Excerpted passage:
▼

No, we are closed on Bank Holidays. However, if you need medical advice or attention during this time you can:
Visit your pharmacy – Your local pharmacy can provide confidential, expert advice and treatment for a range of common illnesses and complaint. Visit NHS Choices to find a pharmacy open near you.
Call NHS 111 – If you need urgent medical advice but your condition is not life threatening. NHS 111 Is open 24 hours a day, 365 days a year. Calls are free from landlines and mobiles.
A&E or 999 – for a genuine medical emergency including; loss of consciousness, acute confused state and fits that are not stopping, persistent and/or severe chest pain, breathing difficulties, severe bleeding that cannot be stopped.
The CQC (Care Quality Commission) is the organisation making sure health and social care services provide people with safe, effective, compassionate, high-quality care and encourage care services to improve.
Before a care provider can carry out any of the activities that regulated by the CQC, they must register and satisfy them that they will be able to meet a number of legal requirements. Activities regulated includes the treatment, care and support provided by hospitals, GP practices, dental practices, ambulance services, care homes and home-care agencies.
For more information about the CQC, you can visit their website.
When you register with us, you register with the practice and not a doctor. However, you may wish to state a preferred doctor you wish to see. Although you state a preferred doctor, this doctor might not always be available when you wish to see them. You will always be able to see another doctor if your preferred doctor is not available, otherwise, you will have to wait until their next available appointment.
Children under 5 will receive contact from the Health Visitor who will inform parents or guardians of the services available. If you take regular medication we would ask you to make an appointment to see the GP so that this can be entered into your records.
Please note that when patients join our practice we do not discriminate on the grounds of Race, gender, social class, age, religion, sexual orientation or appearance, disability or medical condition.
If you would like to register at this practice then please complete the registration form and hand into one of our receptionists.
Please note we only accept patients who fall within our practice boundary.
Most adults in England have to pay prescription charges.
Some items are always free, including contraceptives and medicines prescribed for hospital inpatients.
The current prescription charge is £9.35 per item.
A prescription prepayment certificate (PPC) could save you money on NHS prescription costs:
If you need a repeat prescription, please request this at least five full working days before you run out.

▲

Problem requirements:
Please carry the GP practice FAQ further, picking up after its last sentence. The records that come next are separate material with no connection to the GP practice FAQ.

Referring expression grounding data:
▼

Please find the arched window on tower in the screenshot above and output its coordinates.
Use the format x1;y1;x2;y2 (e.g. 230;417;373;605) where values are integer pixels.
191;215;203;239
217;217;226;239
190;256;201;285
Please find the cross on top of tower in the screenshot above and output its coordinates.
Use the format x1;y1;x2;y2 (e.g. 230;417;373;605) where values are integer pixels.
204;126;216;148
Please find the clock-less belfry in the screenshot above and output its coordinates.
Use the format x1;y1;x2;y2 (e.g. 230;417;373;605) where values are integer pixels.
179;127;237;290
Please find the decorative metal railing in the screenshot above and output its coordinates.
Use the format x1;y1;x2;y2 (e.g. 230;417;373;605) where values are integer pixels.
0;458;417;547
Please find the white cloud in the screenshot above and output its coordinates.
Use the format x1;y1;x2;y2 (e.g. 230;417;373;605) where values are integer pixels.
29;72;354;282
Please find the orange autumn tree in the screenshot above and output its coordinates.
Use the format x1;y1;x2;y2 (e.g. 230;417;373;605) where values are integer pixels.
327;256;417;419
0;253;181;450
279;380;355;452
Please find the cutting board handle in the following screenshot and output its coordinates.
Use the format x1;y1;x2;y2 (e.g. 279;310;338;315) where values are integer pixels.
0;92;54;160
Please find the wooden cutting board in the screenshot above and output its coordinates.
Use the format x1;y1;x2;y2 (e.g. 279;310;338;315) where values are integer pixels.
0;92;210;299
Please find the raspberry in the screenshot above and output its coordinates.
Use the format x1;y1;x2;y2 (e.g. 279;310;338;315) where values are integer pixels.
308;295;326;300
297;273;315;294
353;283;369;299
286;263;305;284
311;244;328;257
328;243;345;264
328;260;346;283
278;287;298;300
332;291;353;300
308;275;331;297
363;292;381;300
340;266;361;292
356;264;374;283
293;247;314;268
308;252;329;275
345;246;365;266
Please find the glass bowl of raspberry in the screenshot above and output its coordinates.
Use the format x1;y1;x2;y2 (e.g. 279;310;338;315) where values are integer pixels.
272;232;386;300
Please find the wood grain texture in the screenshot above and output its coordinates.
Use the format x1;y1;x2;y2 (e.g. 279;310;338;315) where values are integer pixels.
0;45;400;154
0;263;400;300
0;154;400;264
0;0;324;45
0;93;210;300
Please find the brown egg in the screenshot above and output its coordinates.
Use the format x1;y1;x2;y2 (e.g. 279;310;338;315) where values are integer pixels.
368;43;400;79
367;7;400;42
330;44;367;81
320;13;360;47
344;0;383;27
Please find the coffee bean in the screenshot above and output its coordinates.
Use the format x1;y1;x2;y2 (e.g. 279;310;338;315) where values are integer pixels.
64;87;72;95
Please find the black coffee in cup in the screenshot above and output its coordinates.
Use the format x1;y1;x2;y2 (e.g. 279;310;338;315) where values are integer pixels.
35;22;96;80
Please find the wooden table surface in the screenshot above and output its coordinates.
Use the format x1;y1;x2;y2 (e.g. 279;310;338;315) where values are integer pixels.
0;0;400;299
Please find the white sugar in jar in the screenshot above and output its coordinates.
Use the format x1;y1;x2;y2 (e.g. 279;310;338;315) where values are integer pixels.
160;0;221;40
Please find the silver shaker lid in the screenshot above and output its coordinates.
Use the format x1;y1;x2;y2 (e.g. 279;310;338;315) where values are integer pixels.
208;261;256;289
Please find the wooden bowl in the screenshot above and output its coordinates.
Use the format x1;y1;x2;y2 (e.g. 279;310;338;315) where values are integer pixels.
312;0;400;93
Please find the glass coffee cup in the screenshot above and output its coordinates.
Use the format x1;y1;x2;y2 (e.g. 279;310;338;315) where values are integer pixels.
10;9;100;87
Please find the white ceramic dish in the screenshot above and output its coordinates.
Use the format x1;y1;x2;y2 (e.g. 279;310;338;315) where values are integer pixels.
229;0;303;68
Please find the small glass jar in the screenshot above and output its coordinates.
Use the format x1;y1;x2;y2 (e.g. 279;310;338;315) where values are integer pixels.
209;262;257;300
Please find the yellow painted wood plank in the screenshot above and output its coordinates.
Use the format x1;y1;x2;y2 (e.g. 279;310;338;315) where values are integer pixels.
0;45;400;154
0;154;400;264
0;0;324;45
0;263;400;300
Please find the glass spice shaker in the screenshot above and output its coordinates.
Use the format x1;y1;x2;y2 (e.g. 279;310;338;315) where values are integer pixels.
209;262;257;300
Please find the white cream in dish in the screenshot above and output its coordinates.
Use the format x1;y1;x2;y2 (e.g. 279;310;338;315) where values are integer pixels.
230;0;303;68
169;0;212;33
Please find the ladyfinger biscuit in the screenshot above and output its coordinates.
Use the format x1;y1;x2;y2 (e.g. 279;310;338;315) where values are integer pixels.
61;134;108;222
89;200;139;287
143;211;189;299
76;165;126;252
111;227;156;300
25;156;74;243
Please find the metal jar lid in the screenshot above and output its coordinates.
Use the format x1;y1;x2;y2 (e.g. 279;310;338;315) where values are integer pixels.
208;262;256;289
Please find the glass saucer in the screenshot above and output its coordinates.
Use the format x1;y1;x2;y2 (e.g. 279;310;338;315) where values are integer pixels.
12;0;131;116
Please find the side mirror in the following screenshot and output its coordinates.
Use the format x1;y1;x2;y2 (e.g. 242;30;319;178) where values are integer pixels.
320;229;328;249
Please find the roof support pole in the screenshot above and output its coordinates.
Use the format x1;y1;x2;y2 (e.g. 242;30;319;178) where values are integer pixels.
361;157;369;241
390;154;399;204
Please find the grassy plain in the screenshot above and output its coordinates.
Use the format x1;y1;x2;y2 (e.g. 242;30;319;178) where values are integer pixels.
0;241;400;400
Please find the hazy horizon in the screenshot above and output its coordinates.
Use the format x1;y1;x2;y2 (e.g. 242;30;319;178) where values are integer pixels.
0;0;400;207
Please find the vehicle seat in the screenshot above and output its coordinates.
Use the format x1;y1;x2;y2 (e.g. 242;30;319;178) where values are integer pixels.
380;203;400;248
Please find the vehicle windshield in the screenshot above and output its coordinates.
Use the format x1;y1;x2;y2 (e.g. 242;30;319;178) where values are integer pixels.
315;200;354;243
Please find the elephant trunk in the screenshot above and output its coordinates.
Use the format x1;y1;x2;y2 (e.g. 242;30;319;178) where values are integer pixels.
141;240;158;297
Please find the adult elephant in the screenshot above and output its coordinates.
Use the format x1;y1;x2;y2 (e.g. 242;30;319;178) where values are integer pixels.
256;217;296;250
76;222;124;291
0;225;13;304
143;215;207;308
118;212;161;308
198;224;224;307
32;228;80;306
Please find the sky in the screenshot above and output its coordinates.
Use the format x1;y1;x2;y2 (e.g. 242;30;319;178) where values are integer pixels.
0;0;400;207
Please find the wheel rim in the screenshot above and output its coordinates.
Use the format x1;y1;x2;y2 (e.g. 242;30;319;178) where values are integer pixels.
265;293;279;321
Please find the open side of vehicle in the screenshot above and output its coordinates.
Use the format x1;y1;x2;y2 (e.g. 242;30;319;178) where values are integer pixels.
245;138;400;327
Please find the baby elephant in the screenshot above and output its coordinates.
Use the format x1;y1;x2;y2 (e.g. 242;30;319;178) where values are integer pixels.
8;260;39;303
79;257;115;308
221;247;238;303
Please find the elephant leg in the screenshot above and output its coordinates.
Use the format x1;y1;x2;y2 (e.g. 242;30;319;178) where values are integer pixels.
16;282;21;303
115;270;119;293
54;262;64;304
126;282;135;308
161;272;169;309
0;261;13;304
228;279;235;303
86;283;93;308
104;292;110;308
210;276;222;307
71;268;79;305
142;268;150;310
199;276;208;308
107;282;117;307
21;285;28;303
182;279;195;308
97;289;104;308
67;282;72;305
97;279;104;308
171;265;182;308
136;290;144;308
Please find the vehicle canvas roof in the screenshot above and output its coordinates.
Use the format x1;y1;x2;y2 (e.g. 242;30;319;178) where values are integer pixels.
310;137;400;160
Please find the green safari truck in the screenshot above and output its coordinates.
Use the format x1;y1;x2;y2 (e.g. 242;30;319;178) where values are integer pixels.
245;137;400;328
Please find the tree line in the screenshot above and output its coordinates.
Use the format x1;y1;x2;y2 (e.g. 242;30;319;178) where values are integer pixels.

▲

The answer:
It is Practice Policy to only take repeat requests by the tear-off portion of your previous prescription, which is issued with your medication from the chemist. We do not accept repeat prescription requests over the telephone, this is for patient and clinical safety purposes and also to free up the telephone lines for other requests or enquiries.
Unless otherwise requested your repeat prescriptions will be sent to the local chemist where they can be collected. We are now using Electronic prescribing, where your nominated chemist will electronically receive your prescription from your GP, this will enable us to track where your prescription is at any time. You can change your nominated pharmacy at any time should you choose to use a different provider, just let the new pharmacy or your GP practice know.
You do not require a doctor’s sickness certificate for any illness lasting seven days or less. Your employer may however require you to complete a self-certification form (SC2) which is available from your employer or on the HMRC website.
Evidence that you are sick
If you are sick for more than seven days, your employer can ask you to give them some form of medical evidence to support payment of SSP (statutory sick pay).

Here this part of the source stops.